[GIVEN RECORDS — start]
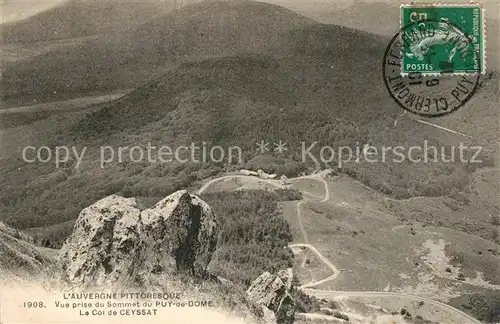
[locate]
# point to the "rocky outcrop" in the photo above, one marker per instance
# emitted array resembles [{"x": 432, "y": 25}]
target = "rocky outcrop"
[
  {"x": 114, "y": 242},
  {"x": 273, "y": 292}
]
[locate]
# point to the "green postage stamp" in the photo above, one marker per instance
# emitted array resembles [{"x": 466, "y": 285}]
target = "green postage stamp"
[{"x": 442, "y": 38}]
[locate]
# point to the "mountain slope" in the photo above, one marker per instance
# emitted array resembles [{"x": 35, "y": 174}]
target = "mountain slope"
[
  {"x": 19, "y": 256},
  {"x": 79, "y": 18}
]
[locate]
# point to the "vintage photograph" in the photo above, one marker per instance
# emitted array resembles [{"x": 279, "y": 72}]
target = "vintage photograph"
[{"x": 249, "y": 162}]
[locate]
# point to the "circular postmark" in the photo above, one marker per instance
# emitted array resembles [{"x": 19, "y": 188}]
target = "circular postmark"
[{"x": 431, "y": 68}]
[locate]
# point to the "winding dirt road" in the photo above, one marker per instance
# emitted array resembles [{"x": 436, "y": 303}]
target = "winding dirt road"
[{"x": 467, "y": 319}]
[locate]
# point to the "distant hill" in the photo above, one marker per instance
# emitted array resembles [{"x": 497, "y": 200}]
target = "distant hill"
[GIVEN RECORDS — finish]
PROBLEM REQUIREMENTS: In the records above, find every line that contains the word "resembles" and copy it.

ANSWER TO THE PROBLEM:
# emitted array resembles [{"x": 432, "y": 25}]
# emitted array resembles [{"x": 466, "y": 285}]
# emitted array resembles [{"x": 35, "y": 174}]
# emitted array resembles [{"x": 279, "y": 72}]
# emitted array resembles [{"x": 19, "y": 188}]
# emitted array resembles [{"x": 436, "y": 303}]
# emitted array resembles [{"x": 497, "y": 200}]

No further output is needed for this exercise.